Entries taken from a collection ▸
---

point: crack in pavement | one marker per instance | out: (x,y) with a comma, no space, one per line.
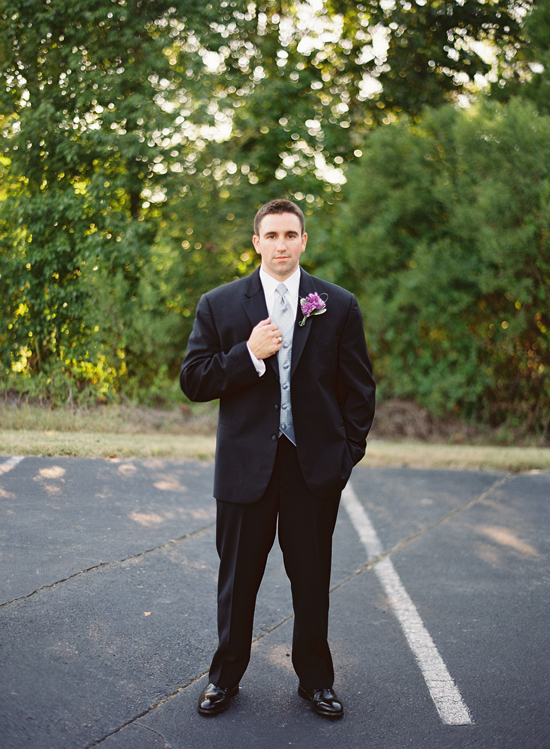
(102,565)
(373,561)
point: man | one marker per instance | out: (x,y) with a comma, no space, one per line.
(296,404)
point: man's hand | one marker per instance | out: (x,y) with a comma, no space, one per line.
(265,339)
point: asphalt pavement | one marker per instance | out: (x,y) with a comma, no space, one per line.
(440,596)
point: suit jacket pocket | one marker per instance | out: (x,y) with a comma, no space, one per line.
(326,343)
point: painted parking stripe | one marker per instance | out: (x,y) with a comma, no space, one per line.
(10,463)
(444,692)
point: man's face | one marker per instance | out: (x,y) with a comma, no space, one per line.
(280,244)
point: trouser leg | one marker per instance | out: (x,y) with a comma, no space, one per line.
(244,537)
(306,526)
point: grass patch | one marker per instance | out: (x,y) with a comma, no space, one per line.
(188,433)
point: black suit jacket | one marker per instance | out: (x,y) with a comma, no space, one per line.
(332,389)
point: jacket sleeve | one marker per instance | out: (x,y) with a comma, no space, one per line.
(355,386)
(214,368)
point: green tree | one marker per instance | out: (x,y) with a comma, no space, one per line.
(444,236)
(95,99)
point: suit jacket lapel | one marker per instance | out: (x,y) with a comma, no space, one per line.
(255,307)
(301,333)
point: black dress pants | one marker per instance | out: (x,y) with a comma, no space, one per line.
(244,537)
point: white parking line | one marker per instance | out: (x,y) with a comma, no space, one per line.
(444,692)
(10,463)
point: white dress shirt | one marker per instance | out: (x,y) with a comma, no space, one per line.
(269,285)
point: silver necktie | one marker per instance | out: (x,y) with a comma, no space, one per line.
(284,318)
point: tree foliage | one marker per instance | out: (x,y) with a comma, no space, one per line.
(138,137)
(444,234)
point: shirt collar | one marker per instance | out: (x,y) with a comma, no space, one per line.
(270,284)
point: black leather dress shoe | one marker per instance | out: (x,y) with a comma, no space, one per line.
(323,701)
(215,700)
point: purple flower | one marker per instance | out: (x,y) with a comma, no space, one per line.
(313,304)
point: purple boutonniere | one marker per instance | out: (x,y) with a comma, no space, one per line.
(313,304)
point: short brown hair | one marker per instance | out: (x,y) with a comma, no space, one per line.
(278,206)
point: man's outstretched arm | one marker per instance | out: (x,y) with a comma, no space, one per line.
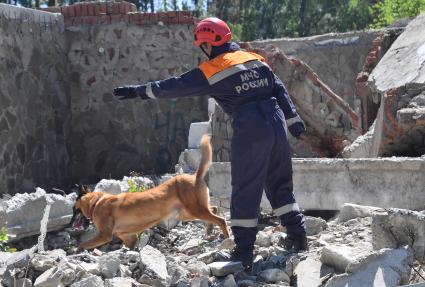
(189,84)
(294,122)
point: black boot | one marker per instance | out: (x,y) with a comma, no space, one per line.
(298,242)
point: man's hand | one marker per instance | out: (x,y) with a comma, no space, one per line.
(126,92)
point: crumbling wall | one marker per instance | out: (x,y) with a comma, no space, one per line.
(397,87)
(59,121)
(34,100)
(111,137)
(335,58)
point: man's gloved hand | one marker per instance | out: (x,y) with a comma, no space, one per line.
(126,92)
(296,129)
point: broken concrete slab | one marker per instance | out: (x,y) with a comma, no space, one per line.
(153,262)
(399,127)
(188,161)
(404,61)
(24,212)
(386,267)
(396,227)
(321,184)
(315,225)
(340,256)
(225,268)
(349,211)
(311,272)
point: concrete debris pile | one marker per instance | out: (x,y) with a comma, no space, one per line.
(363,246)
(397,98)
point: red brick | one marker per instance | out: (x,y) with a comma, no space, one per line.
(115,18)
(172,14)
(91,80)
(144,18)
(65,11)
(122,8)
(52,9)
(76,21)
(162,16)
(90,10)
(132,7)
(105,19)
(115,8)
(185,18)
(133,17)
(71,11)
(153,18)
(125,18)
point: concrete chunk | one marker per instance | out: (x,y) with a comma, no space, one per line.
(225,268)
(387,267)
(196,131)
(350,211)
(25,210)
(340,256)
(396,227)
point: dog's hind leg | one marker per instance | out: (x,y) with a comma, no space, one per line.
(100,239)
(214,209)
(208,216)
(129,239)
(104,235)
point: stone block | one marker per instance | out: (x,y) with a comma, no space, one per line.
(315,225)
(155,266)
(340,256)
(225,268)
(349,211)
(386,267)
(24,212)
(397,227)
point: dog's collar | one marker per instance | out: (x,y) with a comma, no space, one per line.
(91,211)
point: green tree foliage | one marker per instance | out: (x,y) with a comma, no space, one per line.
(390,11)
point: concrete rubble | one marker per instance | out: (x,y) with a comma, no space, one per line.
(395,96)
(354,249)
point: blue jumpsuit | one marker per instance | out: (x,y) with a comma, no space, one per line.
(247,89)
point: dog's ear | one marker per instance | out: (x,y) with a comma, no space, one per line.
(86,189)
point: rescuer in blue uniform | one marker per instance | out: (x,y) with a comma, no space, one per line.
(247,89)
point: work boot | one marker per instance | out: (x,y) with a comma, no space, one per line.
(245,256)
(298,242)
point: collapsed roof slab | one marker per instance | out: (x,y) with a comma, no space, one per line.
(398,88)
(329,118)
(404,62)
(326,184)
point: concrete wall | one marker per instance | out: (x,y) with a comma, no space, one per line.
(34,100)
(336,58)
(111,137)
(59,122)
(326,184)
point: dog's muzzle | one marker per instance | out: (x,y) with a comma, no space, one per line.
(77,221)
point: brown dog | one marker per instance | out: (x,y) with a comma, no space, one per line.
(127,214)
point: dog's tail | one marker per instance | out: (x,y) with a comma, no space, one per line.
(206,156)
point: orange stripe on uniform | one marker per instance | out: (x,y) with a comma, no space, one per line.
(226,60)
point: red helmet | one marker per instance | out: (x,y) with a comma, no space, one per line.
(212,30)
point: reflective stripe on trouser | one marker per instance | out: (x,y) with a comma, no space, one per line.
(260,157)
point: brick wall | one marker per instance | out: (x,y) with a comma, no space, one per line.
(88,13)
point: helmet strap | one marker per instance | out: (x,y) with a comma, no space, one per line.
(205,52)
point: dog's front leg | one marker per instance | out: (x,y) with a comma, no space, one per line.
(100,239)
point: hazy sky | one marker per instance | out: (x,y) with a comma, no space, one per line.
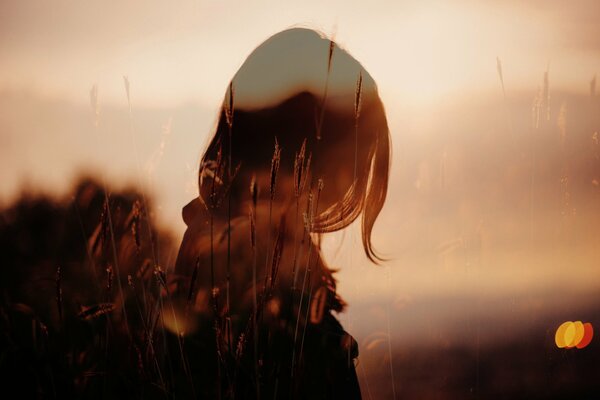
(188,50)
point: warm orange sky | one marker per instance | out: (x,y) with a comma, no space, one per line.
(188,50)
(431,61)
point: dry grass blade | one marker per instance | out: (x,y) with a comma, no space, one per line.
(275,168)
(193,281)
(358,96)
(59,292)
(109,277)
(229,105)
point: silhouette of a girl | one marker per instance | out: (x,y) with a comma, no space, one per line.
(301,148)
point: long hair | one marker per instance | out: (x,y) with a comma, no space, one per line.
(304,94)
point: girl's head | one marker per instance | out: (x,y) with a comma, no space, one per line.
(303,95)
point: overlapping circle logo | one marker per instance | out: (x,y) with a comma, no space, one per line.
(574,334)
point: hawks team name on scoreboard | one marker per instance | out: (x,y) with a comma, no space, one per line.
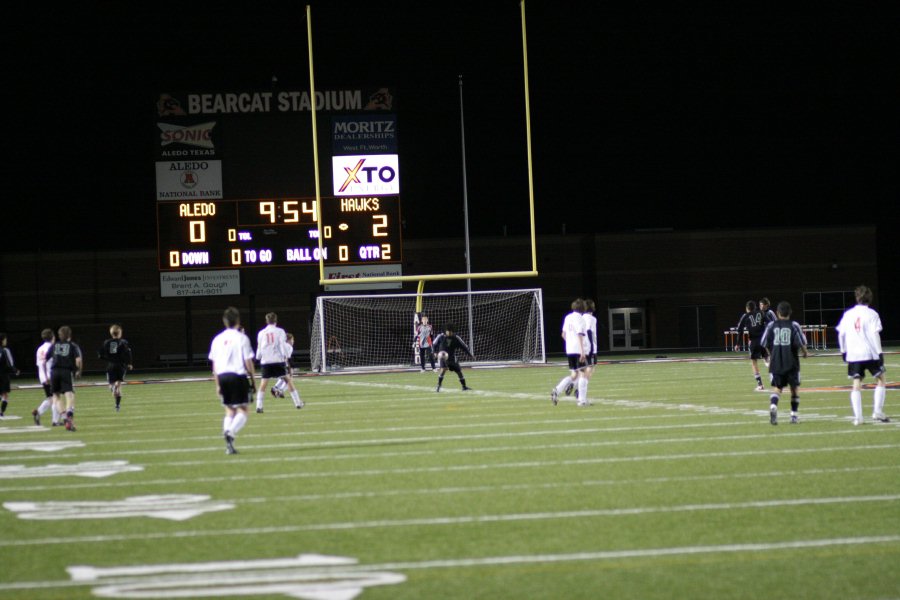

---

YOUR INSTRUCTIONS ▸ Transcribe the data word for word, with no images.

ANSWER TO THE EXERCISE ▸
point: crack in pavement | one marker per instance | out: (x,y) with a comma, no space, one per line.
(102,565)
(373,561)
point: man | one marker per instance | out: (x,y) with a comma, no space, one per line.
(296,404)
point: man's hand | one marker per instance | out: (x,y) with a comma, no space, one per line.
(265,339)
point: asphalt pavement | one marker per instance | out: (x,y) with a comma, no space, one per line.
(440,596)
point: suit jacket pocket | one marker per instance | out: (x,y) with a comma, no space, one per line.
(326,343)
point: painted parking stripe | one marker per instance | out: (x,y) with a comma, no space, one per line.
(10,463)
(444,692)
point: man's face | one marker per instance | out: (x,y) with a comma, no space, one per line.
(280,244)
point: trouser leg | one marker per instance | out: (x,y) with a comma, no space, one per line.
(244,537)
(306,526)
point: grass patch | one marker per instance | out: (x,y) with a comma, no space, one per line.
(188,433)
point: black suit jacket | one marker per instance | out: (x,y) with a comma, no space, one per line.
(332,389)
point: jacket sleeve | one marker per instance | out: (x,y) with a comma, no space, one per line.
(355,386)
(214,368)
point: green tree | one marker per instance | out: (x,y) with a comma, no space, one per line.
(444,236)
(95,99)
point: suit jacket lapel | one marker per instance | out: (x,y) with a comma, no space, one per line.
(255,307)
(301,333)
point: black dress pants | one marker per instance | out: (x,y) with a comma, no space, one per line.
(244,537)
point: white parking line | one marker per instance | out: (x,y) with a comma, no space, one per line.
(444,692)
(10,463)
point: white dress shirt | one marker per instance | out: (x,y) with a comma, no space, one per line.
(269,285)
point: silver necktie | one marker per instance | out: (x,y) with a comma, no space, one per line.
(284,318)
point: tree foliage | one marker per instance | out: (x,y) with a comma, no space, one per line.
(138,137)
(444,234)
point: shirt collar | one marker per instance | out: (x,y) with a comma, no space, one per line.
(270,284)
point: black leather dress shoe | one marker per instance | out: (x,y) with a comma, no space, one per line.
(323,701)
(215,700)
point: purple flower | one marker per instance | out: (x,y) with a comma, no space, one per line.
(313,304)
point: purple boutonniere | one marker per instance | out: (x,y) with a comma, no space, one per line.
(313,304)
point: short brown hair | one marker per instance | out: (x,y) with a comma, no space, one per line.
(278,206)
point: man's outstretched arm | one marker per instance | out: (x,y) with a comma, no space, one per line.
(189,84)
(294,122)
point: black boot | one marker per instance | out: (x,y) with a comma, no space, one per line.
(298,242)
point: man's hand | one marker per instance | out: (x,y) with a comma, no space, one per line.
(126,92)
point: crumbling wall | one marker per instance | out: (x,y) with a comma, no space, one per line.
(397,87)
(59,121)
(34,100)
(111,137)
(335,58)
point: man's gloved hand | one marker per instance | out: (x,y) with a comma, no space, one per line.
(126,92)
(296,129)
point: broken concrete slab | one marker per instance | out: (x,y) with a comma, no space, one per line.
(153,262)
(399,127)
(188,161)
(404,61)
(24,212)
(386,267)
(396,227)
(321,184)
(315,225)
(340,256)
(225,268)
(349,211)
(311,272)
point: concrete debris pile | one marker per instance | out: (x,y) with a comma, no space, one per line.
(363,246)
(397,98)
point: red brick | one marker per instance | out: (x,y) with a comma, no space, one per line.
(115,18)
(172,14)
(91,80)
(144,18)
(65,11)
(122,8)
(52,9)
(76,21)
(162,16)
(90,10)
(132,7)
(105,19)
(115,8)
(185,18)
(133,17)
(71,11)
(153,18)
(125,18)
point: concrete chunk | one marker per instance | out: (x,y) with a comma, no space, one per line.
(225,268)
(387,267)
(196,131)
(350,211)
(25,210)
(340,256)
(396,227)
point: dog's hind leg | one marker per instance | out: (x,y) with a comma, no space, one per line.
(100,239)
(214,209)
(208,216)
(129,239)
(104,235)
point: stone block | one marker per instance | out: (x,y) with a comma, no space, one per line.
(315,225)
(155,266)
(340,256)
(225,268)
(349,211)
(386,267)
(24,212)
(397,227)
point: dog's collar | one marker per instance | out: (x,y) with a comma, no space, one per line.
(91,211)
point: green tree foliage | one marker per instance | out: (x,y) with a comma, no space, one per line.
(390,11)
point: concrete rubble | one marker per instance | out: (x,y) with a comma, no space, one per line.
(395,96)
(354,249)
point: blue jumpsuit | one marker per instance | out: (x,y) with a comma, no space, one per line.
(247,89)
point: dog's ear | one marker per instance | out: (x,y) with a comma, no space, one per line.
(86,189)
point: rescuer in blue uniform | one marker per instance | out: (x,y) with a comma, no space, one per line.
(247,89)
point: work boot | one marker per instance | out: (x,y) with a comma, no space, one per line.
(245,256)
(298,242)
point: collapsed roof slab | one marker per instance | out: (x,y) with a comma, no space, one per line.
(398,88)
(329,118)
(404,62)
(326,184)
point: concrete wall | one marker per instance | out: (x,y) with a comma, no space, one per line.
(34,100)
(336,58)
(111,137)
(59,122)
(326,184)
point: dog's muzzle | one marker per instance | out: (x,y) with a comma, no space, one per line.
(77,221)
point: brown dog | one marker per instance | out: (x,y) with a comma, no space, one per line.
(127,214)
point: dog's tail | one marker per instance | out: (x,y) with a comma, no space, one per line.
(206,156)
point: orange stripe on uniform | one marker per instance | out: (x,y) with a comma, no space, one per line.
(226,60)
point: red helmet | one marker per instance | out: (x,y) with a comma, no space, one per line.
(212,30)
point: reflective stripe on trouser | one marker per instance | out: (x,y) with a comma, no space, one per line.
(260,157)
point: brick wall | one marker per instance | out: (x,y) with a comma, no space, one per line.
(88,13)
point: helmet strap | one marker per instance | out: (x,y) with a comma, no space, one per line.
(205,52)
point: dog's front leg | one marker per instance | out: (x,y) with a comma, no space, one per line.
(100,239)
point: hazy sky | one marker per instance | out: (x,y) with a comma, no space, one per line.
(188,50)
point: warm orange sky | one marker per instance | out: (x,y) with a comma, no space, one per line.
(188,50)
(431,61)
point: dry grass blade | one marker per instance | out: (x,y) with a comma, no space, one per line.
(275,168)
(193,281)
(358,96)
(59,292)
(109,277)
(229,105)
point: silhouette of a girl | one marker per instance | out: (x,y) with a comma, no space, one per line.
(301,148)
point: long hair | one marker per instance | out: (x,y) with a comma, no space, one per line.
(304,94)
point: girl's head | one marker per instance | out: (x,y) with a comma, no space, one per line.
(303,95)
point: overlapping circle logo | one marker per instance | out: (x,y) with a comma, no space, one per line.
(574,334)
point: hawks team name on scoreboard | one marker per instance | out: (x,y) with a comma, no space, one per line.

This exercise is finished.